**Text excerpt**.
It's prime time for seasonal affective disorder, or "SAD." Now that clocks are set back and we see fewer hours of sunlight, some people really start to feel down this time of year. In fact, about one half million people suffer from "SAD"' and three-quarters are women.
"It really is a form of major depression so believe it or not we see a lot of depletion of serotonin in studies of people that have this pattern of seasonal depression," explained Cleveland Clinic Psychologist Dr. Scott Bea.
Seasonal Affective Disorder usually starts in the fall, worsens in the winter and ends in the spring. People suffering from "SAD" have symptoms similar to depression. They may feel sad, anxious or lose interest in activities.
"We see things like sluggishness. People are tired, they're fatigued, they crave carbohydrates. They'll often indulge and gain weight during the winter months, they fail to socialize and they get kind of irritable," Bea said.
Bright light therapy, or phototherapy, a special lamp that emits light at an intensity of ten thousand 'lux', is an effective treatment for "SAD." Bea says about 70 percent of people will find it helps. S
Sometimes antidepressants are prescribed along with light therapy. In addition, spending time outdoors in sunlight, socializing and staying active may help.
"Starting actually to schedule out your days, activities a day in advance, so you have a plan as to what you're going to do and commit yourself to it. It's actually a good treatment for depression any time of year, but it's particularly useful during that seasonal affective time," Bea said.
If you think you have seasonal affective disorder, rather than self-treating, Bea recommends seeing a doctor to get the symptoms properly assessed and treated.

**Questions to answer**.
a - According to the seasonal affective disorder article, why should someone schedule their activities a day in advance?
b - In the seasonal affective disorder article, what light intensity does the special lamp used in bright light therapy emit?

[Dataset entries]

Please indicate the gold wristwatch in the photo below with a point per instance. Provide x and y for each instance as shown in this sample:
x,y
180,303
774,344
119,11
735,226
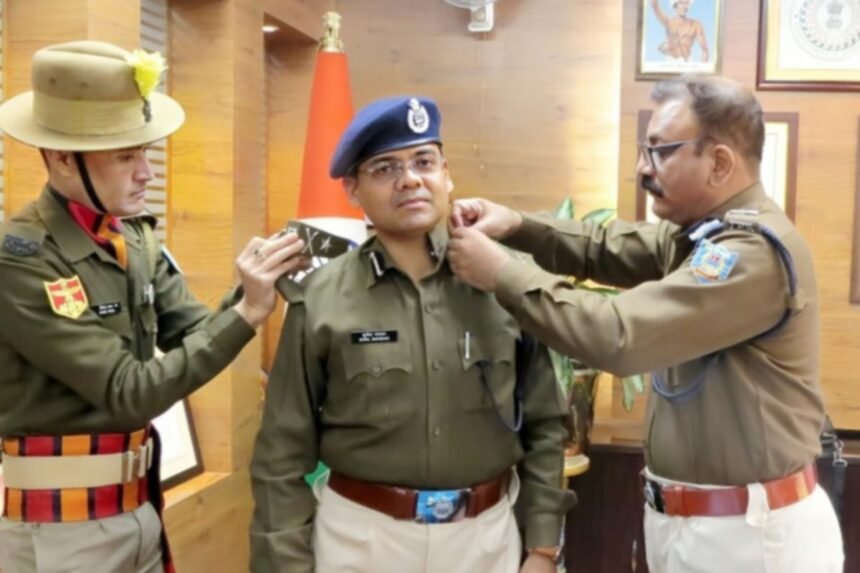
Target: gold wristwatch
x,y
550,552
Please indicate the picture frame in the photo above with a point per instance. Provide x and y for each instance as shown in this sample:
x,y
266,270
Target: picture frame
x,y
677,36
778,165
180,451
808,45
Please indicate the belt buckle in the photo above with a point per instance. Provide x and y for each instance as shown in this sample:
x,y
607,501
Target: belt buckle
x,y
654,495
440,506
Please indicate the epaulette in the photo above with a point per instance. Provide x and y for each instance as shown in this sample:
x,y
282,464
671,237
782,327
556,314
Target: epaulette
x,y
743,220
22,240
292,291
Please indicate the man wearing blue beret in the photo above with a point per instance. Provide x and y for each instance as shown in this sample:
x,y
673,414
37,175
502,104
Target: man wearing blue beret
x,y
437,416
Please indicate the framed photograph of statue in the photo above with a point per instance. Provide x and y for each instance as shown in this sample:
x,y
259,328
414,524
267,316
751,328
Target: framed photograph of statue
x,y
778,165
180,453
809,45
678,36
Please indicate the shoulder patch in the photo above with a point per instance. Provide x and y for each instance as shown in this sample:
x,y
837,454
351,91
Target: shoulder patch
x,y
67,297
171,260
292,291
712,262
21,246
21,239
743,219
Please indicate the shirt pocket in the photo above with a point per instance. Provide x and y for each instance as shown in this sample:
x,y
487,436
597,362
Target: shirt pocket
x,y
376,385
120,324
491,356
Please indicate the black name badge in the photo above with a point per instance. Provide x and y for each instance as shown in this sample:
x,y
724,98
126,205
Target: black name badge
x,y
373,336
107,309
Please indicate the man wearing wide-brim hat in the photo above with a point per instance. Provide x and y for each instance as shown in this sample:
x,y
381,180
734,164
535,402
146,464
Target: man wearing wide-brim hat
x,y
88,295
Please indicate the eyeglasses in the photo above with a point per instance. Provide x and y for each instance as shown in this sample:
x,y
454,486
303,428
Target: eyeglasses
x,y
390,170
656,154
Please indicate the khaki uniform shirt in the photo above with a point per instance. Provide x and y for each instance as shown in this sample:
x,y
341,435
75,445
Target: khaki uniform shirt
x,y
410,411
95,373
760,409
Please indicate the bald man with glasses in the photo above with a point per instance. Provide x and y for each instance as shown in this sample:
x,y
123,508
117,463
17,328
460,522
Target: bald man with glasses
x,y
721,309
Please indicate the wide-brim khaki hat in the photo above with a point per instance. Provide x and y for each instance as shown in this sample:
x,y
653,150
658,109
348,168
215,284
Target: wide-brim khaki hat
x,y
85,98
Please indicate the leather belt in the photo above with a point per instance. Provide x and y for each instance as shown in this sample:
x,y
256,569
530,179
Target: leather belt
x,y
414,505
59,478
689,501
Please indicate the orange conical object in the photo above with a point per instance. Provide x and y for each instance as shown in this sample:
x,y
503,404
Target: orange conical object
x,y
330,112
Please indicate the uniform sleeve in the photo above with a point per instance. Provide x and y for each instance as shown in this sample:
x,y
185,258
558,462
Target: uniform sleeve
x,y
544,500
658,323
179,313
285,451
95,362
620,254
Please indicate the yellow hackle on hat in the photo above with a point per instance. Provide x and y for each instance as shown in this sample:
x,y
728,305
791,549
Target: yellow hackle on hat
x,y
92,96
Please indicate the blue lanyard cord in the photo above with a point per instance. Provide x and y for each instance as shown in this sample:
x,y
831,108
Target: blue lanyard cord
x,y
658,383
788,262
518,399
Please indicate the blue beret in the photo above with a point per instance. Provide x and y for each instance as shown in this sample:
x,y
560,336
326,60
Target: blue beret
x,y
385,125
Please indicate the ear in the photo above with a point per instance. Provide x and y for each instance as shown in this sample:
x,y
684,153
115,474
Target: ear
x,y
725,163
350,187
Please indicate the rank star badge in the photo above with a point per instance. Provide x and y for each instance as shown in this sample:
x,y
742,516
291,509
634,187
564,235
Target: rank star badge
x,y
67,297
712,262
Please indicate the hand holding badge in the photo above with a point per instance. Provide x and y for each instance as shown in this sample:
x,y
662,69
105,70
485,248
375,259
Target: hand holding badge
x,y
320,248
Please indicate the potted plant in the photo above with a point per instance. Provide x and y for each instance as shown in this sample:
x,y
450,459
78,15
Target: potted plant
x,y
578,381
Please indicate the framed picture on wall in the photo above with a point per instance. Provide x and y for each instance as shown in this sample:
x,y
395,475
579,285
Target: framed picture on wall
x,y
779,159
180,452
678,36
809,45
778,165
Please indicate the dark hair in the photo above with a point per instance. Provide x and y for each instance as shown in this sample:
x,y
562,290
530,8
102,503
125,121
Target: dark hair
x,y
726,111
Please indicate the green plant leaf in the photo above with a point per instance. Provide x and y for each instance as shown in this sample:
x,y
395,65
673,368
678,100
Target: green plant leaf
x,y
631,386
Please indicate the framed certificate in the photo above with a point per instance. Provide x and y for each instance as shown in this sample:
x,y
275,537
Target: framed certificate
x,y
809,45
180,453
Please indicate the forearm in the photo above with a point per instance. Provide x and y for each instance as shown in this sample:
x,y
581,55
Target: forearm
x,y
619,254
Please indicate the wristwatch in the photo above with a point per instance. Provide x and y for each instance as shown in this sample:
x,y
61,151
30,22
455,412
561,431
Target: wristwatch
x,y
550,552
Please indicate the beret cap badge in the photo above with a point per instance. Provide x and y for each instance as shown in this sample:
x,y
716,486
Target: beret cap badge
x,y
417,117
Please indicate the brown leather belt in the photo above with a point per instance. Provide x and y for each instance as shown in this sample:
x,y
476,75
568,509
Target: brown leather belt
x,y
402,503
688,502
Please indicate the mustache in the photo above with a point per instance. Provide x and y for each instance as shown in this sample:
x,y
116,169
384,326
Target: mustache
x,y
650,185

**List of answers**.
a - Scheduling activities a day in advance gives a person a plan for what they are going to do, so they can commit to it. Bea calls this a good treatment for depression at any time of year, and says it is especially useful during the seasonal affective period.

b - The lamp emits light at an intensity of ten thousand lux.